*Written request*:
Return the lines below unchanged, every character in place.

*Dataset excerpts*:

Start

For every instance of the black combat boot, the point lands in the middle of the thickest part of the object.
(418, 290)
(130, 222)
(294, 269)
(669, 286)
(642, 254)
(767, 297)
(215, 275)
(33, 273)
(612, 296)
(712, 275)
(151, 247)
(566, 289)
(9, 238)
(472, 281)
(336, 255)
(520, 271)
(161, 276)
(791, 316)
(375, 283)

End

*Result for this exercise*:
For every instance of the black combat boot, the point lands in the middle of the thickest part of the object.
(418, 290)
(130, 222)
(294, 269)
(669, 286)
(642, 254)
(767, 297)
(215, 275)
(33, 273)
(612, 296)
(712, 275)
(151, 247)
(566, 289)
(9, 238)
(472, 281)
(336, 255)
(520, 271)
(161, 276)
(791, 316)
(375, 283)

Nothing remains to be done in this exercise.